> **Exercise description**
Starting at the line below that contains "indicate the window with", print each line through the end of the records exactly as it appears.

> **Material to process**
------------------------------
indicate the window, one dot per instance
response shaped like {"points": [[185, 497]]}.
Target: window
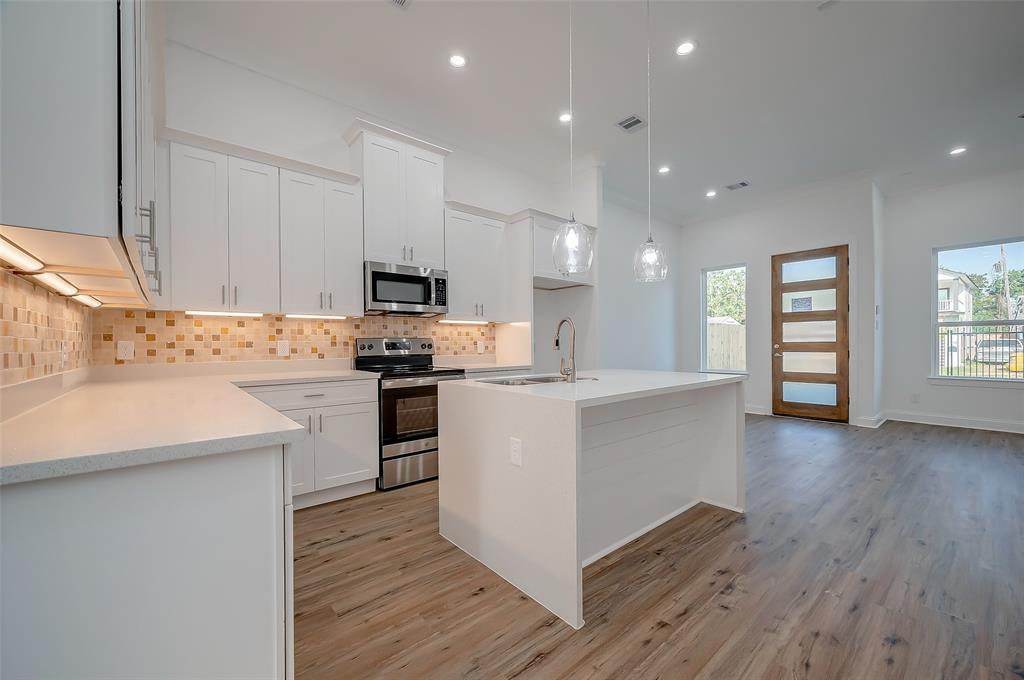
{"points": [[979, 320], [723, 308]]}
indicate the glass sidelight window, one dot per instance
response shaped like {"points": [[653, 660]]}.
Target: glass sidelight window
{"points": [[723, 307]]}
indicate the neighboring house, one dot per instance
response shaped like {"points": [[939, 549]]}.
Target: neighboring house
{"points": [[955, 296]]}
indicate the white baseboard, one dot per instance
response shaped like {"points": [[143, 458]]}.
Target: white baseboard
{"points": [[956, 421], [336, 494]]}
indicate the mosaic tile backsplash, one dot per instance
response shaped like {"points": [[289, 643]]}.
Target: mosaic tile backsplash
{"points": [[34, 324], [173, 337]]}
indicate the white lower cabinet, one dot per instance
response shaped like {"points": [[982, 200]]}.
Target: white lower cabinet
{"points": [[340, 454]]}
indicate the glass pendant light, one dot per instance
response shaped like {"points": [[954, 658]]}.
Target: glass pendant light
{"points": [[649, 264], [572, 247]]}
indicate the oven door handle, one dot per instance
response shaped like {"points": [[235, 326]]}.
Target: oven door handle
{"points": [[394, 383]]}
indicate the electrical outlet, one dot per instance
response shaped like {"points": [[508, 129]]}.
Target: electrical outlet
{"points": [[515, 452], [126, 350]]}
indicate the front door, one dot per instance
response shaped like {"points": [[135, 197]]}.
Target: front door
{"points": [[810, 334]]}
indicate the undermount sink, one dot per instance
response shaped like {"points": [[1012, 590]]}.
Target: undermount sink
{"points": [[529, 380]]}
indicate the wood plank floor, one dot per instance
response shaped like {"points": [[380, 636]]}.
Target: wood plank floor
{"points": [[864, 554]]}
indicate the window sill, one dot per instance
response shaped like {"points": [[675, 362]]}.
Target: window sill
{"points": [[1005, 383]]}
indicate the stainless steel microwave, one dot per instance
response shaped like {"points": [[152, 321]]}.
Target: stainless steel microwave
{"points": [[401, 290]]}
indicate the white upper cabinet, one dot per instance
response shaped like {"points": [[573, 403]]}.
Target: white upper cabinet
{"points": [[384, 203], [253, 236], [343, 248], [302, 244], [475, 248], [402, 196], [321, 246], [199, 221], [425, 208]]}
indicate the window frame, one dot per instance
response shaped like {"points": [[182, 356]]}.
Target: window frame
{"points": [[934, 377], [704, 319]]}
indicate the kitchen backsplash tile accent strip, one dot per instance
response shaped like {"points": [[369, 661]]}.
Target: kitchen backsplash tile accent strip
{"points": [[172, 337], [35, 326]]}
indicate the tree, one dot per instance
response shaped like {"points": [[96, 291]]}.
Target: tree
{"points": [[726, 292]]}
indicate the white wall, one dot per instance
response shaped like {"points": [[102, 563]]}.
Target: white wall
{"points": [[817, 216], [636, 322], [984, 209], [214, 98]]}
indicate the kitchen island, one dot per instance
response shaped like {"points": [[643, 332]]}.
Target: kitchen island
{"points": [[539, 480]]}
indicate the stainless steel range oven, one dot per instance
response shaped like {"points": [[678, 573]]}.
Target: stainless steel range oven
{"points": [[408, 406]]}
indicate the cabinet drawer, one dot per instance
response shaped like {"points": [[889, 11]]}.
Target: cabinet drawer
{"points": [[308, 395]]}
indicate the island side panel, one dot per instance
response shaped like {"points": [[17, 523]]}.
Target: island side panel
{"points": [[520, 521], [171, 569], [722, 471], [639, 467]]}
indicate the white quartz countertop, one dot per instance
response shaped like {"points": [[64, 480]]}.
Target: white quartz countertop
{"points": [[610, 385], [120, 423]]}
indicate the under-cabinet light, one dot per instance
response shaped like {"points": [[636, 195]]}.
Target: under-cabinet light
{"points": [[17, 257], [251, 314], [313, 316], [55, 283], [87, 300]]}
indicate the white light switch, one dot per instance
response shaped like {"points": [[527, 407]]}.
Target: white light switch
{"points": [[515, 452], [126, 350]]}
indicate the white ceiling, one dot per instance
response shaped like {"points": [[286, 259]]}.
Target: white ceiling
{"points": [[777, 93]]}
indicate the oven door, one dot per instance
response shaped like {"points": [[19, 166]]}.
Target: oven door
{"points": [[409, 415], [399, 289]]}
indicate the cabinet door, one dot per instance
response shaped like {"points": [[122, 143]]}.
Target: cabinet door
{"points": [[199, 221], [301, 244], [253, 237], [384, 200], [425, 208], [302, 453], [347, 447], [461, 242], [493, 272], [343, 248]]}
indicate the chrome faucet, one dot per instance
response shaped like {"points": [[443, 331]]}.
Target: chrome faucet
{"points": [[569, 372]]}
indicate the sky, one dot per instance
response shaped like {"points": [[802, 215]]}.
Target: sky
{"points": [[981, 258]]}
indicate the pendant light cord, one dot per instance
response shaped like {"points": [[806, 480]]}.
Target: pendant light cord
{"points": [[571, 120], [649, 123]]}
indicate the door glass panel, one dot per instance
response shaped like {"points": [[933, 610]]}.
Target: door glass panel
{"points": [[817, 393], [809, 363], [809, 301], [823, 267], [809, 332]]}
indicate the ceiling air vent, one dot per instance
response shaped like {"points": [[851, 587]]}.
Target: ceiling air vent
{"points": [[631, 123]]}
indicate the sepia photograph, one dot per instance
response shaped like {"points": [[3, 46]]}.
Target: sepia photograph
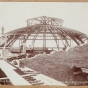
{"points": [[44, 43]]}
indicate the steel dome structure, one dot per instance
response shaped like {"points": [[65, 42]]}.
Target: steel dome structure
{"points": [[44, 28]]}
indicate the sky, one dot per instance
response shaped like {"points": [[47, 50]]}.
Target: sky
{"points": [[13, 15]]}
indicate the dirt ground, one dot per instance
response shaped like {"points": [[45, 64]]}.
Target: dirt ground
{"points": [[58, 65]]}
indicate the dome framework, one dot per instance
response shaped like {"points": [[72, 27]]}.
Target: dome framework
{"points": [[44, 28]]}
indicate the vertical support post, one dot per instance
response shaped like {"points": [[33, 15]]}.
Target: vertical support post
{"points": [[44, 41], [58, 44]]}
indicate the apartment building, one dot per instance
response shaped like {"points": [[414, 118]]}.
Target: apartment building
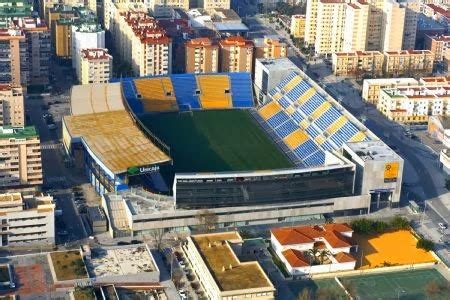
{"points": [[298, 26], [236, 54], [27, 219], [20, 154], [355, 29], [414, 105], [405, 62], [85, 36], [269, 48], [375, 63], [13, 54], [95, 66], [211, 4], [202, 56], [439, 45], [330, 26], [162, 8], [11, 106], [358, 63], [372, 87]]}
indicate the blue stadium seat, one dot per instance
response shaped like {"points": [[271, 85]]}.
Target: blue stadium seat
{"points": [[241, 90], [185, 86], [315, 159], [278, 119], [286, 128], [306, 149]]}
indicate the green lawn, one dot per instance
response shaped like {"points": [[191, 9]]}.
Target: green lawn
{"points": [[216, 141], [403, 285]]}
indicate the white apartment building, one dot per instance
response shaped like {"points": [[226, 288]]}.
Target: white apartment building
{"points": [[11, 106], [161, 8], [355, 29], [26, 220], [414, 105], [20, 157], [95, 66], [330, 26], [85, 36]]}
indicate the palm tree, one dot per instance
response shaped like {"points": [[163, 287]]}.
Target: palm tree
{"points": [[323, 254]]}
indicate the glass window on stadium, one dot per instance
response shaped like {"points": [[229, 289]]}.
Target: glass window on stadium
{"points": [[243, 191]]}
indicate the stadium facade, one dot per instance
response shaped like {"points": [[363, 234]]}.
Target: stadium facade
{"points": [[336, 165]]}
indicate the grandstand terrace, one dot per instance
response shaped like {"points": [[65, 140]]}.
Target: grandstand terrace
{"points": [[308, 120]]}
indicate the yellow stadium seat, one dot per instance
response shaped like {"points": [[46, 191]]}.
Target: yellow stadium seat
{"points": [[305, 97], [212, 91], [290, 85], [269, 110], [157, 94], [336, 125], [321, 110], [296, 138], [358, 137]]}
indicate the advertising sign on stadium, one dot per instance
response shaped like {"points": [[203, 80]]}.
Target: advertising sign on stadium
{"points": [[391, 172], [142, 170]]}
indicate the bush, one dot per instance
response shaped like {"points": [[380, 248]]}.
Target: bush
{"points": [[425, 244]]}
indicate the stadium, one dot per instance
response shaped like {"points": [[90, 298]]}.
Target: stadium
{"points": [[201, 140]]}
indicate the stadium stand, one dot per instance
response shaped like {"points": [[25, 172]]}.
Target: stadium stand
{"points": [[241, 90], [214, 91], [185, 86], [156, 94]]}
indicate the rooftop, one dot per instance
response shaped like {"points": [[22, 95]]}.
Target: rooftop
{"points": [[230, 274], [373, 150], [120, 261], [96, 98], [9, 132], [115, 139]]}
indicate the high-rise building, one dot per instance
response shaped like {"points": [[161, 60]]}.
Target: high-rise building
{"points": [[95, 66], [161, 8], [26, 219], [20, 153], [85, 36], [355, 29], [202, 56], [236, 54], [269, 48], [330, 26], [298, 26], [11, 106]]}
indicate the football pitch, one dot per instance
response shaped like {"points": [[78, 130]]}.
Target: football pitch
{"points": [[216, 141], [398, 285]]}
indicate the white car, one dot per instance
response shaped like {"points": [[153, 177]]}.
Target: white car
{"points": [[442, 226]]}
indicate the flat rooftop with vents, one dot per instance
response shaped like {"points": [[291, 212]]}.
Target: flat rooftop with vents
{"points": [[229, 273]]}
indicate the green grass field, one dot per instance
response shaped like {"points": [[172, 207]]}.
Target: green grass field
{"points": [[215, 141], [323, 289], [398, 285]]}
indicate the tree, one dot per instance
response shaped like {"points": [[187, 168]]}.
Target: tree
{"points": [[207, 220], [305, 294], [425, 244], [158, 236]]}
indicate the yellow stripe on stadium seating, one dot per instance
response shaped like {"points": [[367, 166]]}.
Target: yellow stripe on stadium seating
{"points": [[321, 110], [290, 110], [319, 139], [277, 96], [358, 137], [295, 139], [305, 97], [304, 123], [269, 110], [290, 85], [336, 125], [212, 91]]}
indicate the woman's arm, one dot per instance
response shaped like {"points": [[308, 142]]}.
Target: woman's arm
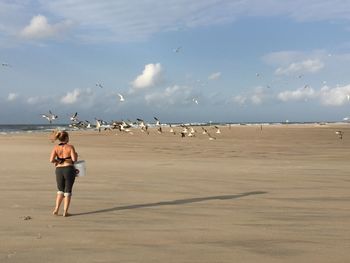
{"points": [[74, 154], [53, 155]]}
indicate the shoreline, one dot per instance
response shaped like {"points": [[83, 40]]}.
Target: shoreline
{"points": [[276, 195]]}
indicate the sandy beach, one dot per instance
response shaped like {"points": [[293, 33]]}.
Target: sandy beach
{"points": [[280, 194]]}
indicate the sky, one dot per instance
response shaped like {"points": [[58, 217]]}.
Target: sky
{"points": [[177, 60]]}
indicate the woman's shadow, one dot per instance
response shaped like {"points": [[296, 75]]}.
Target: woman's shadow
{"points": [[174, 202]]}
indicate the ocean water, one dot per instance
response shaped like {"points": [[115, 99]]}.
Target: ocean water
{"points": [[30, 128]]}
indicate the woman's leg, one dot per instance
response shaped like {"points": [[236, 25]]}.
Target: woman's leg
{"points": [[70, 178], [60, 185], [67, 199], [59, 199]]}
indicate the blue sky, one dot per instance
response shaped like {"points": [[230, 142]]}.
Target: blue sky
{"points": [[236, 60]]}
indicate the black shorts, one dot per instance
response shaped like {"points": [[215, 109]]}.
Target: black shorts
{"points": [[65, 177]]}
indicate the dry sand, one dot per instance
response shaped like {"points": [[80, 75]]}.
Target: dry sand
{"points": [[277, 195]]}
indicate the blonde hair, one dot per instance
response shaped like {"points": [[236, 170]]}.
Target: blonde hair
{"points": [[62, 136]]}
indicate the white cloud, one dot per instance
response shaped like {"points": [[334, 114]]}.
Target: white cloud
{"points": [[310, 65], [77, 95], [335, 96], [40, 28], [150, 76], [170, 96], [297, 95], [215, 76], [256, 97], [239, 99], [12, 96], [37, 100]]}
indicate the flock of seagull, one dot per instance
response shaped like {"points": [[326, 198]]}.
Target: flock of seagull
{"points": [[128, 127]]}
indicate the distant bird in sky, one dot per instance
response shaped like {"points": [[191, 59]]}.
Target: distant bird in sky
{"points": [[99, 85], [50, 117], [121, 97], [177, 50], [74, 117]]}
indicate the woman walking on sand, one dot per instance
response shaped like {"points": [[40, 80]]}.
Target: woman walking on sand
{"points": [[63, 157]]}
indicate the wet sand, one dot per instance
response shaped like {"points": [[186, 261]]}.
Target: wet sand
{"points": [[280, 194]]}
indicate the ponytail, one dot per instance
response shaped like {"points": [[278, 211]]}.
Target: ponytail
{"points": [[59, 135]]}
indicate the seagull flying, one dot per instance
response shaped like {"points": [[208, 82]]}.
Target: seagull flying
{"points": [[121, 98], [50, 117], [99, 85], [74, 117], [177, 50]]}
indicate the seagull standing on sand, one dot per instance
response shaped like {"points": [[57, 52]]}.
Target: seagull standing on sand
{"points": [[157, 121], [217, 130], [171, 129], [340, 134], [143, 126]]}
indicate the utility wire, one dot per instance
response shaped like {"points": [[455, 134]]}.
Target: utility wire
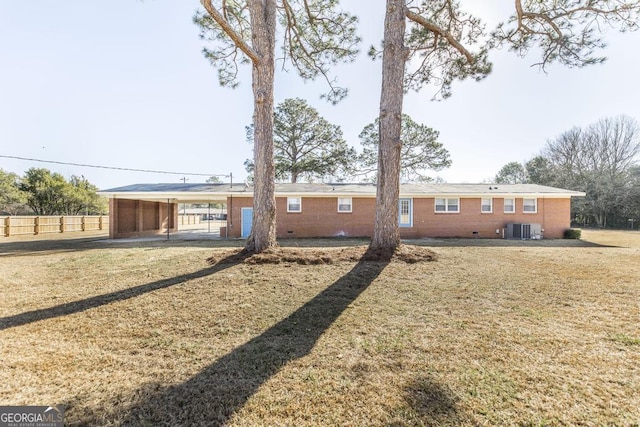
{"points": [[111, 167]]}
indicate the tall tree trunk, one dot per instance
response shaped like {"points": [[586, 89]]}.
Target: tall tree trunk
{"points": [[263, 23], [385, 232]]}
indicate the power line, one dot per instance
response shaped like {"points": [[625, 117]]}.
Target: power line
{"points": [[111, 167]]}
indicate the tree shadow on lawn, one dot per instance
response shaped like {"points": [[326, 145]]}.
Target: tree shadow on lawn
{"points": [[104, 299], [217, 392]]}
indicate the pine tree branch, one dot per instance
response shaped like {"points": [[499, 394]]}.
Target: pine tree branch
{"points": [[420, 20], [228, 29]]}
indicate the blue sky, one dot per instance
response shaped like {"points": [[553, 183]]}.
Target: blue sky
{"points": [[124, 83]]}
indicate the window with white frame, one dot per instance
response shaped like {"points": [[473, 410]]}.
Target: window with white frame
{"points": [[447, 205], [509, 206], [405, 214], [530, 205], [294, 204], [345, 204], [486, 205]]}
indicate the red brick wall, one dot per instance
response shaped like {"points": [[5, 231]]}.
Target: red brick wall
{"points": [[320, 218]]}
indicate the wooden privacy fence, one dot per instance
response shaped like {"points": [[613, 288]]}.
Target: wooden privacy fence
{"points": [[21, 225]]}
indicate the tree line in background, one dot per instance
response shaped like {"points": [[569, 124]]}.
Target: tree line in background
{"points": [[600, 160], [40, 192], [309, 148], [424, 43]]}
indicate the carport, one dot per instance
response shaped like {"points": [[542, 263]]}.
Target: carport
{"points": [[152, 209]]}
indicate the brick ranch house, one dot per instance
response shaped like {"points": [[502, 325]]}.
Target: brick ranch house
{"points": [[327, 210]]}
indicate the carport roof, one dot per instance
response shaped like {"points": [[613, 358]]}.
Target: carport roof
{"points": [[193, 192]]}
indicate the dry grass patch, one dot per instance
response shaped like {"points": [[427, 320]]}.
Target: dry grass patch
{"points": [[173, 334]]}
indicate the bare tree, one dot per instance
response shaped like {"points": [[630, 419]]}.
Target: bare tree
{"points": [[315, 35], [599, 160], [436, 43]]}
------------------------------
> **Exercise answer**
indicate the window with white frame, one dot per instance
response shaped like {"points": [[473, 410]]}.
Target: window with white frame
{"points": [[447, 205], [509, 206], [405, 214], [530, 205], [294, 204], [345, 204], [486, 205]]}
indicate the red brick wall, one dot per instance
response shaped like {"points": [[5, 231]]}.
Target: red brick wall
{"points": [[320, 218]]}
indicate the wooden privacy fence, one dot per instance
response shaped like {"points": [[613, 288]]}.
Target: wooden privacy fence
{"points": [[21, 225]]}
indicate the tree line in background, one dot per instance
response shaped like {"points": [[569, 124]]}.
Target: tree line in background
{"points": [[600, 160], [40, 192], [309, 148], [424, 43]]}
indicate the carport, one dot per instance
response shaped like {"points": [[542, 263]]}.
Target: carport
{"points": [[152, 209]]}
indicate the brick ranch house, one dot per instance
response shaped like {"points": [[502, 325]]}.
Target: brick ranch house
{"points": [[327, 210]]}
indicate the carport roof, one dot per instance
response shaped like {"points": [[613, 358]]}.
Target: carport roof
{"points": [[193, 192]]}
indicate the dry grass patch, one dot per instance
response shaped like {"points": [[427, 320]]}.
Target: dry grass patch
{"points": [[173, 334]]}
indicate the bare tree, one dot per instance
response shaped like {"points": [[630, 419]]}.
Target: bare tree
{"points": [[315, 35], [599, 160], [436, 43]]}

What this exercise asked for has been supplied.